Selected excerpt:
I've often advised of the need to pedal slowly in order to get full power on these motor units, There's been a number of queries about this and I've seen comments posted that the hill climbing on the Kalkhoff Agattu was best around 9 mph, another that top gear only was needed and yet another comment that it's better on hills than the flat.

The reasons for all those on that bike with the standard rear sprocket is that 9.4 mph is the last speed in top gear at which full motor power is contributed, from then on up it reduces in four phased steps until it's zero at 15 mph.

EU law requires power to phase down as it approaches the 25 kph limit, but without the point specified and it certainly doesn't intend as early as 9 mph (14.4 kph). Also the zero point in EU law is 25 kph (15.62 mph), not 15 mph, so why those two discrepancies?

The reasons are both due to national laws.

First the easy one to explain. Where most EU countries use the electric pedal assist 25 kph limit, Germany has it's own 24 kph limit, so the German made Kalkhoff has it's 22 tooth rear sprocket chosen with that in mind so that power disappears by 24 kph (15 mph). To exactly match general EU law a 21 tooth sprocket is needed to give the slight increase to 25 kph (15.62 mph).

The explanation for the very early phase down is more complex, and it results from Japanese law on electric assist pedal cycles. The Japanese have determined that the maximum power allowable must not exceed the power the rider puts in (1 to 1), and that this should only be fully available within normal cycling speeds. Unfortunately for us, the Japanese have a very different view on cycling speeds to that of UK riders, They regard their common cycling speed as being 15 kph (9.4 mph), and for "sports" riders like our lycra brigade, 24 kph (15 mph), which would raise a laugh from UK club riders who can often average 20 mph for an hour in moderately hilly areas.

Since sports riders don't use electric assist bikes, only the "common" bike's speed is legislated for. Therefore in accordance with that, the Panasonic design has integral to it the phase down above full assist at 15 kph (9.4 mph) when the bike is in top gear.

But that's not the end of it, for Japanese law prescribes the power phase down slope as well. Since an analogue slope doesn't readily match digital electronic systems working, Panasonic have chosen to have four step downs giving a rough tail off of power corresponding with the legal requirement, which is expressed in Japanese law by this equation:

1 - ( [kph - 15] / 9 ) = assist factor

where kph is the road speed.

Quite simply what this means is the road speed in kph, minus 15 (the 1 to 1 power assist limit), then divided by 9 produces a result which is subtracted from 1.

In a practical example, at 20 kph (12.5 mph), taking 15 from that 20 kph gives us 5. Then that 5 divided by 9 gives 0.55 recurring. To complete the equation we take that 0.55 from 1 to give 0.45 or 45%, and that's the ratio of rider power that the motor is allowed to assist with at 12.5 mph.

At the lower speed of 11 mph (17.6 kph) using the same calculation, 17.6 minus 15 then divided by 9 and taken away from 1 gives 0.71 or 71% of the riders input given as motor assistance.

Supplied data:

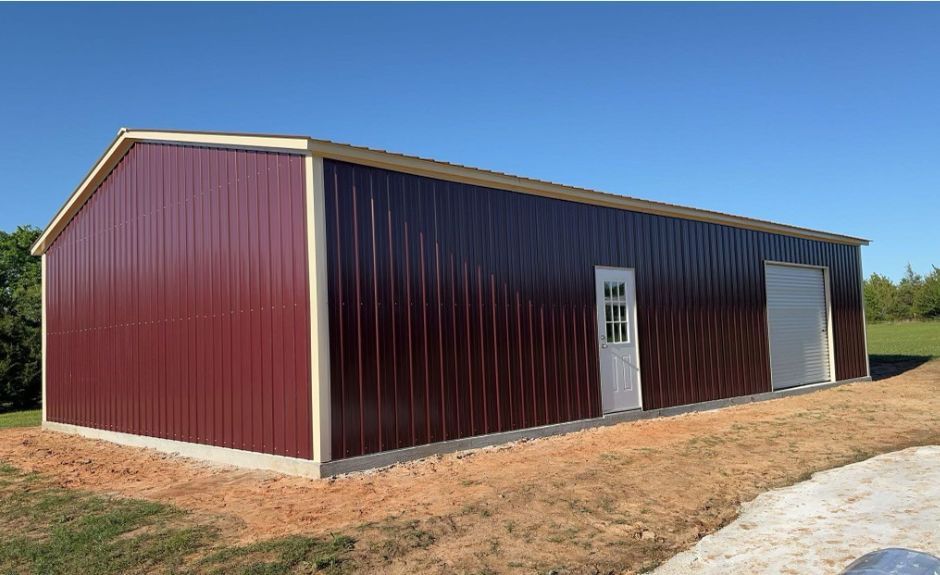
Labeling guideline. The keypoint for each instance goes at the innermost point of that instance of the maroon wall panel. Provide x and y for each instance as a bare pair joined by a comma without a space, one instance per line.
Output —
458,310
178,304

Tasks for this exercise:
[a] Answer these questions using the text on electric-assist motor power:
(i) What pedal assist speed limit does Germany use?
(ii) What speed do the Japanese regard as their common cycling speed?
(iii) What percentage of the rider's input is given as motor assistance at 11 mph?
[b] Write the next few paragraphs of the text on electric-assist motor power, continuing after its last sentence.

Answers provided:
[a]
(i) 24 kph (15 mph).
(ii) 15 kph (9.4 mph).
(iii) 71%.

[b]
At the higher speed of 13 mph (20.8 kph), only 36% of rider input is given by the motor.

For the export markets Panasonic now have the High Power mode which gives 1.3 times assist, but this is not a blanket 1.3 times, it's 1.3 times full 1 to 1 assistance up to 9.4 mph, and then above that speed at 1.3 times the above equation percentage results. So the three examples given in declining order of assist with speed become 92% at 11 mph, 59% at 12.5 mph and 47% at 13 mph. You can see from that how speeding up from 11 mph to 13 mph by pedalling faster halves the help the motor gives you, whatever mode you are in, so making work for yourself.

Of course all these are for top gear, and since the motor drives through the gears, when you change down, the power phase down point and the power assist levels drop too. On the Agattu with the Shimano Nexus Inter-7 hub, dropping from 7th to 6th gear is a 13% drop, so that's what you take from the above. It means a maximum 1 to 1 power assist speed of 8.2 mph, down from 9.4 mph, but of course that is what makes these bikes such superb hill climbers, the ability to shift the maximum power down to a speed that copes with any hill, however steep.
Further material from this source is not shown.